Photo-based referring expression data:
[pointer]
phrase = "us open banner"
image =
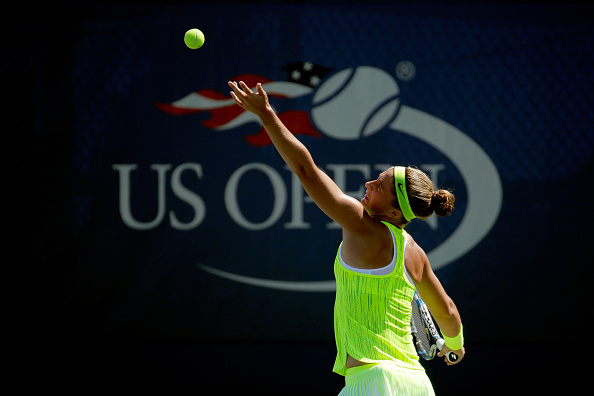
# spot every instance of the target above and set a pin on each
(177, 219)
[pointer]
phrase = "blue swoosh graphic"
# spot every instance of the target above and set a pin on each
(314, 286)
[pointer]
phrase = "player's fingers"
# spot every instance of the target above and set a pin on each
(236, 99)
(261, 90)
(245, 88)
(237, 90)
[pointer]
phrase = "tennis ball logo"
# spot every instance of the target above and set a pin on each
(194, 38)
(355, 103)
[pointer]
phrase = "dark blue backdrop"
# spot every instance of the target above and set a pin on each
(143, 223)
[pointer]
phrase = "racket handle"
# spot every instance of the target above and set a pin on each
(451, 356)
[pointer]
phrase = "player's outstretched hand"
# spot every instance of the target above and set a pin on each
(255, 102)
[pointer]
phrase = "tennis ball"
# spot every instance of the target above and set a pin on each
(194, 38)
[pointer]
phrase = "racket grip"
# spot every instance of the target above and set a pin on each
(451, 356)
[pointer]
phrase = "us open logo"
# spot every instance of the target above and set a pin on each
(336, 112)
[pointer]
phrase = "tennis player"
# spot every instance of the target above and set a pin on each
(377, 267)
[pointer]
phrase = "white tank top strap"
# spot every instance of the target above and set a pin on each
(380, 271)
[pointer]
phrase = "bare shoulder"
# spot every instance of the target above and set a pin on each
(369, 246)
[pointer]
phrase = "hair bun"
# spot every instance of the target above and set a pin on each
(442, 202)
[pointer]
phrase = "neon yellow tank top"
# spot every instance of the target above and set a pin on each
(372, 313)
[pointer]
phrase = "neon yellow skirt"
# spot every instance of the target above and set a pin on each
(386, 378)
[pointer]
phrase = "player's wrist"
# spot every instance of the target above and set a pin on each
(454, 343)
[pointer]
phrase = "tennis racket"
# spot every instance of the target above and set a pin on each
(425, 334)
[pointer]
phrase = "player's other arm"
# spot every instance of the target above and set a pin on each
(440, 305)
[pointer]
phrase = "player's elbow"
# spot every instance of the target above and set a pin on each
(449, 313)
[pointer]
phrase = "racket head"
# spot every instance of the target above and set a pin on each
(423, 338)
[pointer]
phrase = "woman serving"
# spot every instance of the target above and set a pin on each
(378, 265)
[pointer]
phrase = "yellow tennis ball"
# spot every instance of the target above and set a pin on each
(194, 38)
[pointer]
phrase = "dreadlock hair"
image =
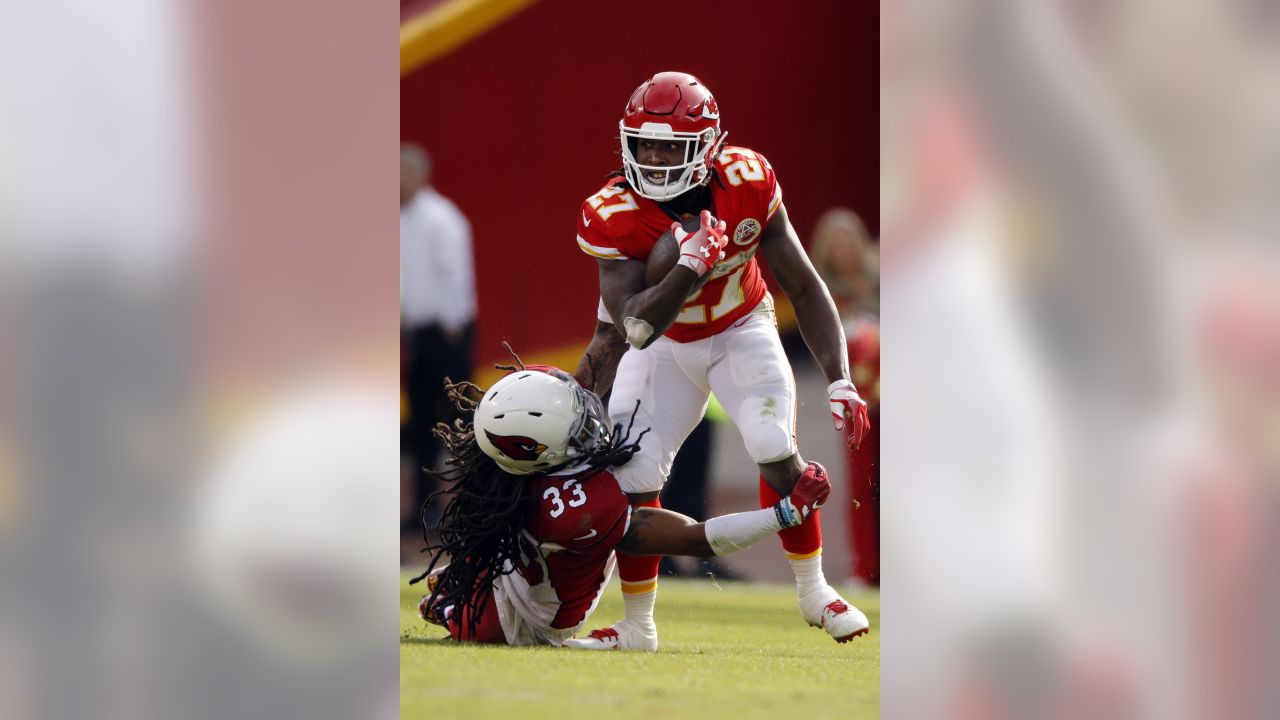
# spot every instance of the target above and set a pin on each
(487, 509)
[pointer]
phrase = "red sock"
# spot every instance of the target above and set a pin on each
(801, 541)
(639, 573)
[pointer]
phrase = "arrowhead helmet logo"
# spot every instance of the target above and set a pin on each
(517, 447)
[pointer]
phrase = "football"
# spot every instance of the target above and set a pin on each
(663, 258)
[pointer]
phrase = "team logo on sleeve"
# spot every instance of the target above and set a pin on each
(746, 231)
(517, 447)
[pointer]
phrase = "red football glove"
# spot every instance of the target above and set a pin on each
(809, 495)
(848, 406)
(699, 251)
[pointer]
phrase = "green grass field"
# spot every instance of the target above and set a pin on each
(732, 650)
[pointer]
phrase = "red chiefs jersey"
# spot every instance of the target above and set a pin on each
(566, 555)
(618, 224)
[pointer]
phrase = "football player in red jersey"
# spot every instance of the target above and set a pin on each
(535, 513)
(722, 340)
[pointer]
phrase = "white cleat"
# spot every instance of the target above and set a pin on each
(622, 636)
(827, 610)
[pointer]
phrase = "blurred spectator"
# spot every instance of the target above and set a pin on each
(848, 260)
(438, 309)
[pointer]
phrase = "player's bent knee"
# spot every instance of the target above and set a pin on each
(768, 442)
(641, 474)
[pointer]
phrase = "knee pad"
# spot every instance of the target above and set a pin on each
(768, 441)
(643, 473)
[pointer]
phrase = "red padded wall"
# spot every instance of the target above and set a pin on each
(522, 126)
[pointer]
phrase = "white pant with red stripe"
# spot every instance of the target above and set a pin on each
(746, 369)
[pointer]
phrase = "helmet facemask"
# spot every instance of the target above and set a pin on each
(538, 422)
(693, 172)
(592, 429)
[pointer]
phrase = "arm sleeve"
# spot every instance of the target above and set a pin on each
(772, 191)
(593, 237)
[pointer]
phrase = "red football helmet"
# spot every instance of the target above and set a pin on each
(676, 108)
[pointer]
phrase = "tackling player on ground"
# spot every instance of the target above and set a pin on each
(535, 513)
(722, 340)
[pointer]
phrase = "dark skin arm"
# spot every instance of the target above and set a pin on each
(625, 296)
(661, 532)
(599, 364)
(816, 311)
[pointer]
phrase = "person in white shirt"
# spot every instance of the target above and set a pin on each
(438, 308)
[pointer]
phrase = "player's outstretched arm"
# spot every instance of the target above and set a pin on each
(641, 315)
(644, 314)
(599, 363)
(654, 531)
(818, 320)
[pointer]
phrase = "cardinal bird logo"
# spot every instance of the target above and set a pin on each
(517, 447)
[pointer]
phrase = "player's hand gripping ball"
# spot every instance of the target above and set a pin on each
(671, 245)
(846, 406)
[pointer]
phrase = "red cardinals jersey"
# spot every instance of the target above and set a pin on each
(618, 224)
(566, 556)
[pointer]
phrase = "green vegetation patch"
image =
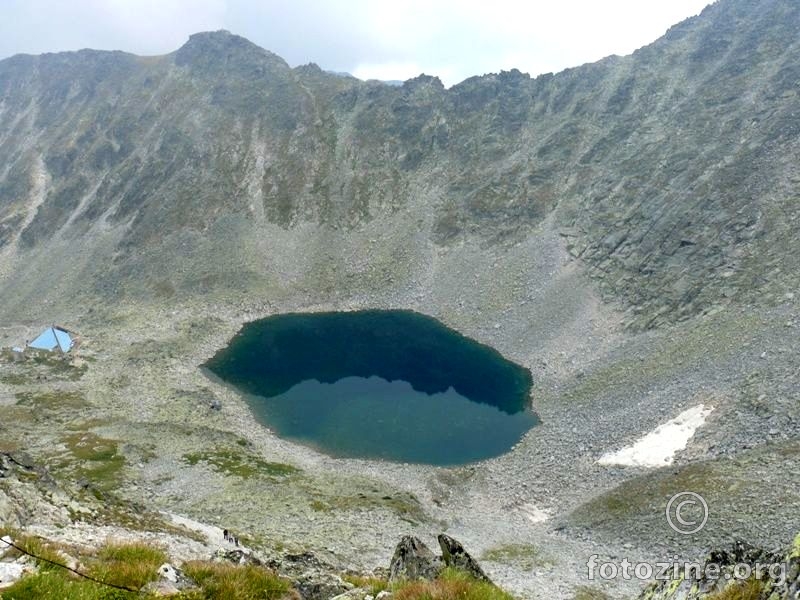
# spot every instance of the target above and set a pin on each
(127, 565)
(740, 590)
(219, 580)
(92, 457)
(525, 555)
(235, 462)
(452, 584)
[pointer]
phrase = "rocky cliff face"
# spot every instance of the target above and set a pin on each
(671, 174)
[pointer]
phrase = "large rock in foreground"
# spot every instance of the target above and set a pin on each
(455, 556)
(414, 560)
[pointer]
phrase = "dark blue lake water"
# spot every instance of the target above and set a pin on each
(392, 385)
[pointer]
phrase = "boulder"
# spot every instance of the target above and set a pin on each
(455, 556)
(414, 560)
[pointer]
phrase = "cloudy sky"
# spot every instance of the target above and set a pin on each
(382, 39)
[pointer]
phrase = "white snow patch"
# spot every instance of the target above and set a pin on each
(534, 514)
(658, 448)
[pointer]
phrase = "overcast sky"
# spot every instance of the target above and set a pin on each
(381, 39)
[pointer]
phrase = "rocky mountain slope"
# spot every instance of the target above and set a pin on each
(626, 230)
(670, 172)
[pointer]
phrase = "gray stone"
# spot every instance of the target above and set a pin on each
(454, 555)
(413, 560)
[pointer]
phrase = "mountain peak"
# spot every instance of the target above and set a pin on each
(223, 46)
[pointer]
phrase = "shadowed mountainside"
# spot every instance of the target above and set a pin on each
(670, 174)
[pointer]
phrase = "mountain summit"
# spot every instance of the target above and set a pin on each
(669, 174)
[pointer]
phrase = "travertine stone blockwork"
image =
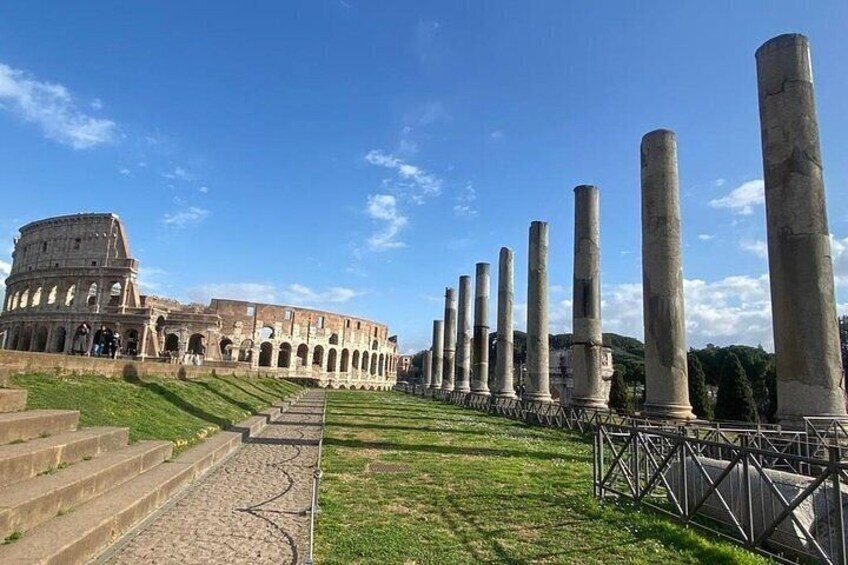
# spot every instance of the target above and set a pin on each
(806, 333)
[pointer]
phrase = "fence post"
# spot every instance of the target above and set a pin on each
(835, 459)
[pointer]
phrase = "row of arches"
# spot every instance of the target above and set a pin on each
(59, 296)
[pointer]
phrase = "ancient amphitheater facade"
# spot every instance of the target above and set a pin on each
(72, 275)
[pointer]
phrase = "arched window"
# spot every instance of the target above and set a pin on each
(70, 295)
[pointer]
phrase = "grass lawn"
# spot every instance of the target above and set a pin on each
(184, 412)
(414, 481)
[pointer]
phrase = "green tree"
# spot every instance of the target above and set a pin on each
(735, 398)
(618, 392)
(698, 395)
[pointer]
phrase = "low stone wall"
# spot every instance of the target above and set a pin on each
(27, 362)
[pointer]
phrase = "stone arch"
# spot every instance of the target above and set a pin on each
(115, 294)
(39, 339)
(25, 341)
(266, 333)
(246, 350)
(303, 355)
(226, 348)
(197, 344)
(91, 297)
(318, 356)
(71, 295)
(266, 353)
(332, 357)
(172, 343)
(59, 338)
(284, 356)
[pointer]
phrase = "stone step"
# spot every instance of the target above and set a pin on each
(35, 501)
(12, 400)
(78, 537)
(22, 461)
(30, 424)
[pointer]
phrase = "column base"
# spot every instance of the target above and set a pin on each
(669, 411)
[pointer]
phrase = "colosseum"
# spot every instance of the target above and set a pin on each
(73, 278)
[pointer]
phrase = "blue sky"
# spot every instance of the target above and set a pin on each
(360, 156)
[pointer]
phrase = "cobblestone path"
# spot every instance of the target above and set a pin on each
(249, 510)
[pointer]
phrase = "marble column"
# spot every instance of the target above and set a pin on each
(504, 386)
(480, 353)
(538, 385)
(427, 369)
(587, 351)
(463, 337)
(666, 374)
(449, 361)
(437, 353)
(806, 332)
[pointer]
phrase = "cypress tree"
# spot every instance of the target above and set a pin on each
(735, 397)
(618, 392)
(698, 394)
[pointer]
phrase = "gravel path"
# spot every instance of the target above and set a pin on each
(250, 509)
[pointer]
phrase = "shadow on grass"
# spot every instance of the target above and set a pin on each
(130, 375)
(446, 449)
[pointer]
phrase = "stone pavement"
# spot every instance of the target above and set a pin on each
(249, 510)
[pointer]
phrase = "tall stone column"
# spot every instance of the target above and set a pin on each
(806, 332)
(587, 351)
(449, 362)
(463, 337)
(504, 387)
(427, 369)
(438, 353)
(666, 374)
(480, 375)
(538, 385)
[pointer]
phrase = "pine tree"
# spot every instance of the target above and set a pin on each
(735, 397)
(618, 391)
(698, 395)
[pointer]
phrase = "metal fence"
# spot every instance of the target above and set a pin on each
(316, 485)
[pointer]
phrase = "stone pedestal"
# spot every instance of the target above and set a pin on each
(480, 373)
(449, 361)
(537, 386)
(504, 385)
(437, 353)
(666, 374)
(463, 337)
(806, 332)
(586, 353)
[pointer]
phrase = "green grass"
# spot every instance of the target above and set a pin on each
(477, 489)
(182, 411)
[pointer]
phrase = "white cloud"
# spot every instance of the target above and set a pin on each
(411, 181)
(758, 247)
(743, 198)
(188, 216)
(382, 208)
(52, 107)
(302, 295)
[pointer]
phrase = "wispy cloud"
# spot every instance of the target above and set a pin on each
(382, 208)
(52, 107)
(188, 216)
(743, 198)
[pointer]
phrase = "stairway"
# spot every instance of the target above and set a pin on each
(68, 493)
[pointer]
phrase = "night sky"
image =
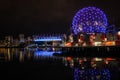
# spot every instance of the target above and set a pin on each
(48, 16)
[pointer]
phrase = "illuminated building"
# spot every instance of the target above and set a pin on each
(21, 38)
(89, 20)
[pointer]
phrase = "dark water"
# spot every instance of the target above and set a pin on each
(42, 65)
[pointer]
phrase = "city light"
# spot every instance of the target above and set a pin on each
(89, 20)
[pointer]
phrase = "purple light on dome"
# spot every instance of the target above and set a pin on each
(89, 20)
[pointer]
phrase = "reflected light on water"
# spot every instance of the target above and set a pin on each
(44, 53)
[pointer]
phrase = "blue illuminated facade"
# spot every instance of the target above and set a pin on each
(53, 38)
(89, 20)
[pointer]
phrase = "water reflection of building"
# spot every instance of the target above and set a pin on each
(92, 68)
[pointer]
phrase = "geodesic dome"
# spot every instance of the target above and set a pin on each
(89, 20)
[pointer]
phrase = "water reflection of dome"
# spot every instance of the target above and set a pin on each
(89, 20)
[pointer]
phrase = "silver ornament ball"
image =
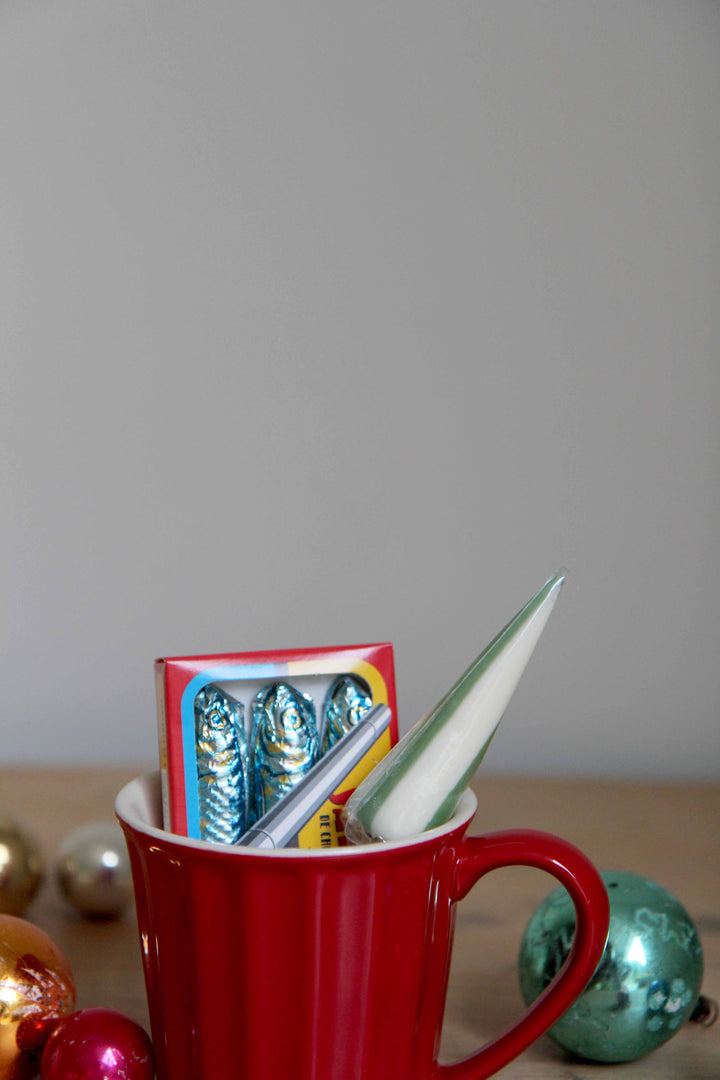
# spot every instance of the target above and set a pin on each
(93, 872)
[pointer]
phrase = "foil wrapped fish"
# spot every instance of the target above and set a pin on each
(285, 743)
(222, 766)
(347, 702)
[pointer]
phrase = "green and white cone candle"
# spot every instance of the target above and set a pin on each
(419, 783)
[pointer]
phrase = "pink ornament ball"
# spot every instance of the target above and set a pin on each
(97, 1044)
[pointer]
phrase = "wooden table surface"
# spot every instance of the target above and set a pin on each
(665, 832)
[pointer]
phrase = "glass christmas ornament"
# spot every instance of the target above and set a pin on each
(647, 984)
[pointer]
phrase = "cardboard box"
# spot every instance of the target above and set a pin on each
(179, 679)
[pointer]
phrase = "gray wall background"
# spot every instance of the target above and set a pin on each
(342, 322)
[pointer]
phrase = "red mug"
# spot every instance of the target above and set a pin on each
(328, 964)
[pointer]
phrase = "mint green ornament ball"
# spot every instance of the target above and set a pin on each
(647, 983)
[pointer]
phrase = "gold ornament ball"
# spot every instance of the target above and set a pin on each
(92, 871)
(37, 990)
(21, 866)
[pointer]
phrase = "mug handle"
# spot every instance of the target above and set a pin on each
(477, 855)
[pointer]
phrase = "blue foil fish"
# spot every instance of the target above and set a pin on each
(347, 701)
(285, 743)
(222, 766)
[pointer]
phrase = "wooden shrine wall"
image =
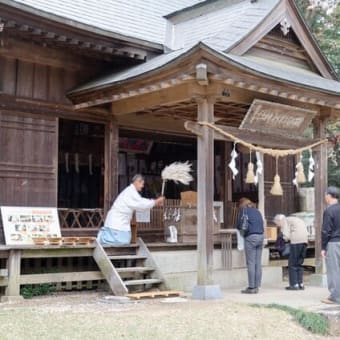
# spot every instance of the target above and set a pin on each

* **What the task asks**
From the records given above, copy all lines containing "tank".

* **Response**
phrase = "white tank top strap"
phrase = "neon yellow tank top"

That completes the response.